## Selected text
****************

Former racing driver Michael Schumacher remains in a critical condition and is fighting for his life following a skiing accident in France.

The 44-year-old German suffered a severe head injury on Sunday while skiing off-piste in the resort of Meribel.

Medics have revealed that Schumacher would "certainly" not have survived the accident if he had not been wearing a helmet.

Doctors in Grenoble refused to speculate on the prognosis for the seven-time Formula One racing champion.

They confirmed that Schumacher had undergone one operation since the accident and was now in an induced coma in intensive care.

Professor Jean Francois Payen, speaking at a news conference at the University Hospital of Grenoble, said: "This accident was particularly serious and he was dealt with immediately and at our hospital he was immediately operated on after a brain scan.

"And then afterwards his condition is critical. As for cerebral care, all the recommended treatments have been introduced and for the moment we are not able to express ourselves with regards to Michael Schumacher's future."

****************

## Study material
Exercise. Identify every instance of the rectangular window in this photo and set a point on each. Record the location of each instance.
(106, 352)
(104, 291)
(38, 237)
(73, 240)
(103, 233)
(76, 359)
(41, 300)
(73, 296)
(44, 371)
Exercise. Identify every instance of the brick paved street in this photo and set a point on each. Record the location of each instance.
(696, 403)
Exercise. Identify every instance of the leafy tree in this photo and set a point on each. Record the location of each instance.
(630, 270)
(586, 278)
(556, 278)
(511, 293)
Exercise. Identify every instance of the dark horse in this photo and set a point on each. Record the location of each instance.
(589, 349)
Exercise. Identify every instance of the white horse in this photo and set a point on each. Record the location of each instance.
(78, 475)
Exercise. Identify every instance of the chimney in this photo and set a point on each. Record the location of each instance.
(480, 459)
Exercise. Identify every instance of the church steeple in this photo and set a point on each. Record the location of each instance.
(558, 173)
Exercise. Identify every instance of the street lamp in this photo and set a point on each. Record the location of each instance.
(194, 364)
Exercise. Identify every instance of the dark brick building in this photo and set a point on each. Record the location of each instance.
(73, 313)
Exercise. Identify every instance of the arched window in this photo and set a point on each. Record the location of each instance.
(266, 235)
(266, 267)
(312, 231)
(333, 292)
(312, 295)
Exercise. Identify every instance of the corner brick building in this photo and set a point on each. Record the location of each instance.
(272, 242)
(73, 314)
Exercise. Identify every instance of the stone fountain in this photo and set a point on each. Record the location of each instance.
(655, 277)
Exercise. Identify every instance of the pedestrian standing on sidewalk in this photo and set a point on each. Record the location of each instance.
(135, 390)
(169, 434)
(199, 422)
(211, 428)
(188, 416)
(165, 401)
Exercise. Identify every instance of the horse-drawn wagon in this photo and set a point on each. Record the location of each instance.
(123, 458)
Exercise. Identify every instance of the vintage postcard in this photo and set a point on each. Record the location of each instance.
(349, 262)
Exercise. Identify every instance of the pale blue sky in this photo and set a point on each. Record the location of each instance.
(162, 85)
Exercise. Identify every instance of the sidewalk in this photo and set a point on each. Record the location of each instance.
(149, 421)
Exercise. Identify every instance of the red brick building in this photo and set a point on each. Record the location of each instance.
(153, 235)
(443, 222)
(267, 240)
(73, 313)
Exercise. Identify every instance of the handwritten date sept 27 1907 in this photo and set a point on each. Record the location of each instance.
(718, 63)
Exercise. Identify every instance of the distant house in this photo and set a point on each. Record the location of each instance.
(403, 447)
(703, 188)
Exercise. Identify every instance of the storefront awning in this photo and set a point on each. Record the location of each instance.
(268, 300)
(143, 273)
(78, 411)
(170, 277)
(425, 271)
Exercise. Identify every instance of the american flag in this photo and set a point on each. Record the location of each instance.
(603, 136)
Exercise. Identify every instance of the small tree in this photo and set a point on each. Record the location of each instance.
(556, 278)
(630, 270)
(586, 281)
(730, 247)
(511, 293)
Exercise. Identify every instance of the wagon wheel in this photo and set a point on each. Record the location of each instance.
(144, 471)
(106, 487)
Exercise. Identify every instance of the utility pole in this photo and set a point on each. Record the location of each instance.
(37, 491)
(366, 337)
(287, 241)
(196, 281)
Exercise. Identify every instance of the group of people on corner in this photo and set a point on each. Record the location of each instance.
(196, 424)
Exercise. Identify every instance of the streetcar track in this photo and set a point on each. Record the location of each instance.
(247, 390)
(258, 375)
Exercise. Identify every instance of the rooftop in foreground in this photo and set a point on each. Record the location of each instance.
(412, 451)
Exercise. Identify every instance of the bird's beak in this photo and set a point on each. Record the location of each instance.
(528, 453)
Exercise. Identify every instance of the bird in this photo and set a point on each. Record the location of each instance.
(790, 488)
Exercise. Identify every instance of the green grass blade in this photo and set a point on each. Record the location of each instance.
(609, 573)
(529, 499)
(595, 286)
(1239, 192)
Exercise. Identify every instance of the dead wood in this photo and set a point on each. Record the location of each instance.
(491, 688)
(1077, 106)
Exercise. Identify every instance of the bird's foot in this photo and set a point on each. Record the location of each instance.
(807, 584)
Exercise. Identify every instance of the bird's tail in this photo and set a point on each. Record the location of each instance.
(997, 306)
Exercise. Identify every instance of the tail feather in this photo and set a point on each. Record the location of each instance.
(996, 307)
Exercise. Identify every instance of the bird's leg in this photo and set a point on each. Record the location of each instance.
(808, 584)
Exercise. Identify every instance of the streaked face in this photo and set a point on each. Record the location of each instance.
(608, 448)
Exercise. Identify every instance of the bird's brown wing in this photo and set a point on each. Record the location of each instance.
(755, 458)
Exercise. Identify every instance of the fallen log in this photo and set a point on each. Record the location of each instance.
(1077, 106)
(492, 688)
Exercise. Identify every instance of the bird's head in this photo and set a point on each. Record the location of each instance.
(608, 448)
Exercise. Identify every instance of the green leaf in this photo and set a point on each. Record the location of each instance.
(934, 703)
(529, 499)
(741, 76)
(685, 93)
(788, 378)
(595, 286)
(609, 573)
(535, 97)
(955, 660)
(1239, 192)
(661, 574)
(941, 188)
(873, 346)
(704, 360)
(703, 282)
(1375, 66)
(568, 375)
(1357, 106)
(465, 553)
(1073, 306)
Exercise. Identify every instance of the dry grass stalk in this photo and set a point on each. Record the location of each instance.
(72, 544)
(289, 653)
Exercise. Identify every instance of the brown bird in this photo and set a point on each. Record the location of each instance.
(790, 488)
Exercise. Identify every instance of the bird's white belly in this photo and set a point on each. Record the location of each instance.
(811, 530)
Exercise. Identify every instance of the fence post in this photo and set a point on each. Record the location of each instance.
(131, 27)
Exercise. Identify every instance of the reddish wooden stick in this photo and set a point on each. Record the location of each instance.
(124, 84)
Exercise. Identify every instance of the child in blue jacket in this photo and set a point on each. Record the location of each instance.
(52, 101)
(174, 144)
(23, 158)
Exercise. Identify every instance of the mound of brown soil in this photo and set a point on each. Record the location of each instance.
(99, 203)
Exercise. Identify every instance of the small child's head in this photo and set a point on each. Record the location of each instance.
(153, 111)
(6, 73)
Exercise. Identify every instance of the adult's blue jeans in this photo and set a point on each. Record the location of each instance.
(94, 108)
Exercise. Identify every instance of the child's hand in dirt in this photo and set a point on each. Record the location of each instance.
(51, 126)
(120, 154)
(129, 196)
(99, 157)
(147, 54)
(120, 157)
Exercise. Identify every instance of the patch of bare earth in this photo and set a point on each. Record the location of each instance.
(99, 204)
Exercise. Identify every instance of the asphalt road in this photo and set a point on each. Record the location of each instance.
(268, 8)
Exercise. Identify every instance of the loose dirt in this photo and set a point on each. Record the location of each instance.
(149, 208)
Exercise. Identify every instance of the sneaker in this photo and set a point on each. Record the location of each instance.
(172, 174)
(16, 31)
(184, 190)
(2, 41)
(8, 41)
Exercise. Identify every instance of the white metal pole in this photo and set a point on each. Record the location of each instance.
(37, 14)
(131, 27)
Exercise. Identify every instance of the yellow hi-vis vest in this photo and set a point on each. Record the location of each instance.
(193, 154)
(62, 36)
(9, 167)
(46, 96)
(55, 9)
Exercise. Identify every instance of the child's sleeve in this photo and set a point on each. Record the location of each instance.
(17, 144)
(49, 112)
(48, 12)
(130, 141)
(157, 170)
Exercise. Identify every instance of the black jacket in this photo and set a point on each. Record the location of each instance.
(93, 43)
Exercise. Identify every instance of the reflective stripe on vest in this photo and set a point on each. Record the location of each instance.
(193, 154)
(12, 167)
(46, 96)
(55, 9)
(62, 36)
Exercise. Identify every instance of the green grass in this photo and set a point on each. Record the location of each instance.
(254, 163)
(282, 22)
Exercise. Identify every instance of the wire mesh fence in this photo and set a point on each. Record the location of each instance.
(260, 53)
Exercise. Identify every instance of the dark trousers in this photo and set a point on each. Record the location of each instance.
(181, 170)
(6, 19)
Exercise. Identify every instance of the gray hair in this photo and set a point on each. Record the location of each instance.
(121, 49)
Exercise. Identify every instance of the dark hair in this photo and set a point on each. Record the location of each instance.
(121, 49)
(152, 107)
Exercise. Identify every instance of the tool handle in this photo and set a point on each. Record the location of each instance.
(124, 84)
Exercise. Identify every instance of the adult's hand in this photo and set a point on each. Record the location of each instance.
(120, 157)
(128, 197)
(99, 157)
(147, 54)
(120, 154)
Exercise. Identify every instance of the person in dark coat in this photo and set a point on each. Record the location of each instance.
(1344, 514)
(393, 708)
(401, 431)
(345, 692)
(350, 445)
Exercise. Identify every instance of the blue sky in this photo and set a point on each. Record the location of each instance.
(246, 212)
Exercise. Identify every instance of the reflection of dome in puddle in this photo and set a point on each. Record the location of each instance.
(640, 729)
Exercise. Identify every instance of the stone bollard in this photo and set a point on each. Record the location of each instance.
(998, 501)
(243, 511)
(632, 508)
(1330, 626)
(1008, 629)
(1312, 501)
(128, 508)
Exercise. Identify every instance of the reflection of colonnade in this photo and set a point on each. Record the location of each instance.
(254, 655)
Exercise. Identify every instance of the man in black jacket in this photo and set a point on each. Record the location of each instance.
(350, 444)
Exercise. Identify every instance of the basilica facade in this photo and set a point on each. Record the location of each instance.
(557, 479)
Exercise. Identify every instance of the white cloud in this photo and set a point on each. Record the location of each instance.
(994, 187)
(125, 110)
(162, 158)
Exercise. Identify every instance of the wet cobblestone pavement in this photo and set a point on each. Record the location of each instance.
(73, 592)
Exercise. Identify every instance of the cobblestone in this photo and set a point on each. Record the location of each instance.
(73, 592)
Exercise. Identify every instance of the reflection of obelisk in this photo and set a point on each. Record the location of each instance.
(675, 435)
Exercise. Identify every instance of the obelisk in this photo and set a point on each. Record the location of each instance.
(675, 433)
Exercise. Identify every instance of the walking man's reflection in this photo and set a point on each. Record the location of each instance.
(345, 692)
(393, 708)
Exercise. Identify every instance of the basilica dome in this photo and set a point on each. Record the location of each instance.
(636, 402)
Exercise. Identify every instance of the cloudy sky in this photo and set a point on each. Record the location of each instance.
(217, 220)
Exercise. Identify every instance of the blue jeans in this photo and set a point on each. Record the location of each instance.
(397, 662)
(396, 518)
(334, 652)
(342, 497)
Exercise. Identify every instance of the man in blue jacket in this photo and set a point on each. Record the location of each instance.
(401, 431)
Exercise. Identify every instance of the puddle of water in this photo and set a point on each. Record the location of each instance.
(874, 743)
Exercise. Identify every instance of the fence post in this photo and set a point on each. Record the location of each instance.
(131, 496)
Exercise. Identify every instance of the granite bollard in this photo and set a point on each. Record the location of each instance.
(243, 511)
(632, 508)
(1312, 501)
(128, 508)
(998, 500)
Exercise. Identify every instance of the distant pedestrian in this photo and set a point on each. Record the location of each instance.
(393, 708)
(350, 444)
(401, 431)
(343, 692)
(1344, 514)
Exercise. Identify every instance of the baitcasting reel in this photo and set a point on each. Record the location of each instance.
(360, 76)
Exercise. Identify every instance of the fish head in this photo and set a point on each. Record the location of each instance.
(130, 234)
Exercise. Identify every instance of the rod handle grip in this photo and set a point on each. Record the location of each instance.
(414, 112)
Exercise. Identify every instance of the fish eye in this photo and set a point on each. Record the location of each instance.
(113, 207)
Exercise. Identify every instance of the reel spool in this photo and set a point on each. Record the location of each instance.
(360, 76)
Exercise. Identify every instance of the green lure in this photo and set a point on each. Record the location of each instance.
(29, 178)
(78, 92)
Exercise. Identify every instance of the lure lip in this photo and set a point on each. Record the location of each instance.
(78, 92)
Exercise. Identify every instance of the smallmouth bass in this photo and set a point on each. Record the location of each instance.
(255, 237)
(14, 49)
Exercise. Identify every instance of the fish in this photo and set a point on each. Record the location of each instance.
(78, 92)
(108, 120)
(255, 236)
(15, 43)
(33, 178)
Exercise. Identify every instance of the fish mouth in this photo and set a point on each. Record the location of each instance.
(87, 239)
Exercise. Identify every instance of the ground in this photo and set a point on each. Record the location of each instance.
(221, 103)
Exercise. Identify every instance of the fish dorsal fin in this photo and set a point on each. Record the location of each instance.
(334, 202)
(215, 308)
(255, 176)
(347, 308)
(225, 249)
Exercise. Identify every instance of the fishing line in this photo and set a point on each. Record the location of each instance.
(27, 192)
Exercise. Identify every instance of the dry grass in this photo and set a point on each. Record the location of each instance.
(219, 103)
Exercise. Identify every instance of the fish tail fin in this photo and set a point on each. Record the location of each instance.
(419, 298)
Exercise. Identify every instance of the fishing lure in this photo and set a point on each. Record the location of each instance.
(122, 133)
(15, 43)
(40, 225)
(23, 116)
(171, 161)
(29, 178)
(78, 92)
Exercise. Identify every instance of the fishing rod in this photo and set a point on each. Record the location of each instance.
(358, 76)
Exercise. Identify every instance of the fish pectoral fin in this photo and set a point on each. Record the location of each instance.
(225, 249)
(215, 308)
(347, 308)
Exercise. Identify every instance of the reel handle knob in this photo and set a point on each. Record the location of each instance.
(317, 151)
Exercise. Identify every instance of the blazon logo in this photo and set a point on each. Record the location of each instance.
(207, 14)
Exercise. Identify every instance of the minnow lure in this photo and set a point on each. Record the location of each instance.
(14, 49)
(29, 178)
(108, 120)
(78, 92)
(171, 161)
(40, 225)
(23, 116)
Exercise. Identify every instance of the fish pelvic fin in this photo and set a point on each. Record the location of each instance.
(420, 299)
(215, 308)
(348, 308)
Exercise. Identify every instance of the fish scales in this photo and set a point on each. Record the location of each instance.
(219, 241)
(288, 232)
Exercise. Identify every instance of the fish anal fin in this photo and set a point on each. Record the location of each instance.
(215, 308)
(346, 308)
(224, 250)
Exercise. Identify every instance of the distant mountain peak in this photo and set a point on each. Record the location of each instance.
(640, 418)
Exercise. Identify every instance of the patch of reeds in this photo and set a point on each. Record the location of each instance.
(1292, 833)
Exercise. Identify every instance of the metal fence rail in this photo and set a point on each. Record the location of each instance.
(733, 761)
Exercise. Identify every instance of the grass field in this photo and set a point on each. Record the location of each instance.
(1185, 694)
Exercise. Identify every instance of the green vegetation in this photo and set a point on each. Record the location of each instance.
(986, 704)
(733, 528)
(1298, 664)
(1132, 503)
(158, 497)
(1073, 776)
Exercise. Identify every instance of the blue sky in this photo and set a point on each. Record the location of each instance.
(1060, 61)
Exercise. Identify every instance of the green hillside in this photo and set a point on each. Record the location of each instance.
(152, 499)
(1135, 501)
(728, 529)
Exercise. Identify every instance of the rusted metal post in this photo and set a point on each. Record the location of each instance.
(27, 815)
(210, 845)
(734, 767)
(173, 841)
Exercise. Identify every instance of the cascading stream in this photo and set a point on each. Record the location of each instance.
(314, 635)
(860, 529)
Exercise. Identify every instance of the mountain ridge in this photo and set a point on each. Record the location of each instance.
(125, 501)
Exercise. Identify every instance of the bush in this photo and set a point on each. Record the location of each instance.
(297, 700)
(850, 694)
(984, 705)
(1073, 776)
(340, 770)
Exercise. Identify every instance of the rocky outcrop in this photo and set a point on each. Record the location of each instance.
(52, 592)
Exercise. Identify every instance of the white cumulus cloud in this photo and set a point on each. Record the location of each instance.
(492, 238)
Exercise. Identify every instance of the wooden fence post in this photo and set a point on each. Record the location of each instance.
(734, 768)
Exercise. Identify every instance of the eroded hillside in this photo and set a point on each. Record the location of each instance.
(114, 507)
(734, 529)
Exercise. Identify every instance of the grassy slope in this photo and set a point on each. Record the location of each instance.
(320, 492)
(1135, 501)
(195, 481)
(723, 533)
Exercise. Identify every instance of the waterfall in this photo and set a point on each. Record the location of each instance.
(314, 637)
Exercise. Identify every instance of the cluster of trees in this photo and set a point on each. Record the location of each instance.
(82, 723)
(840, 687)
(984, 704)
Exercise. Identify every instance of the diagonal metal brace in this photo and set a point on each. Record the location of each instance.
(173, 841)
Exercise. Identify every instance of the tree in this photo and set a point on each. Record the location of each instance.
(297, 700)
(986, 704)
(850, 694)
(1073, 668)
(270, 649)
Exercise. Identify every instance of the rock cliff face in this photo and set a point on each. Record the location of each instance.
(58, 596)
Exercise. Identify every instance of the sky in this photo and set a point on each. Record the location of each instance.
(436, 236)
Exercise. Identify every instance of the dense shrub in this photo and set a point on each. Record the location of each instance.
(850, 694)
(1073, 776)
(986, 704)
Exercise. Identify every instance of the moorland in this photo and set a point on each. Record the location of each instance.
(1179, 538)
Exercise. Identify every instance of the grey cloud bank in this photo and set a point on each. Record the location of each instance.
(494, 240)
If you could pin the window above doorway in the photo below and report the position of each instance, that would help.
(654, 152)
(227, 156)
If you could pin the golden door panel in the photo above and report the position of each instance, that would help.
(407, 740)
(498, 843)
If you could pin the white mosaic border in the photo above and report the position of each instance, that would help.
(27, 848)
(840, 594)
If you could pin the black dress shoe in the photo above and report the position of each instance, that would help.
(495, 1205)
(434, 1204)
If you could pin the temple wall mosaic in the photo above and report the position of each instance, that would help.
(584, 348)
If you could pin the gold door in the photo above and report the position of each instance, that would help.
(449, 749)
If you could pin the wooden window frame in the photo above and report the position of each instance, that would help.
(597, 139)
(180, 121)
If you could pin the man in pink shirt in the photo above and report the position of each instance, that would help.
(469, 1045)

****************

## Try it
Please pick up the news report on Michael Schumacher's skiing accident after its final sentence and continue it.

## Output for this exercise
He said the driver's helmet had protected him to a "certain extent" from the "very violent shock".

"Somebody who would have this kind of accident without a helmet certainly, he would not have got to here," he said.

Neurosurgeon Tony Belli added that the injury Schumacher suffered is likely to pose an ongoing risk as doctors attempt to reduce swelling and stem a potential brain bleed.

He said: "From what we know, he is in a critical state and in intensive care at the moment.

"It's likely he will be on a breathing machine with complex monitoring equipment around him and he's likely to be in a coma still.

"Initially, from what I gather, he was talking and trying to reassure people but then he became unconscious quite rapidly.

"That would suggest that he probably had brain swelling and that's something that can happen quite often - people initially seem to be OK, and then the brain begins to swell up and things get more serious."

The consultant at Queen Elizabeth Hospital in Birmingham told ITV: "You're dealing with a swollen brain, and often the brain bleeds quite easily.

"The brain is very friable and it obviously has to be handled with a lot of care, particularly when it's swollen - it can actually sustain further damage during the operation itself.

"The bleeding in itself could be quite serious because, unfortunately, when the brain has been bruised, it can carry on bleeding for quite some time during the surgery itself."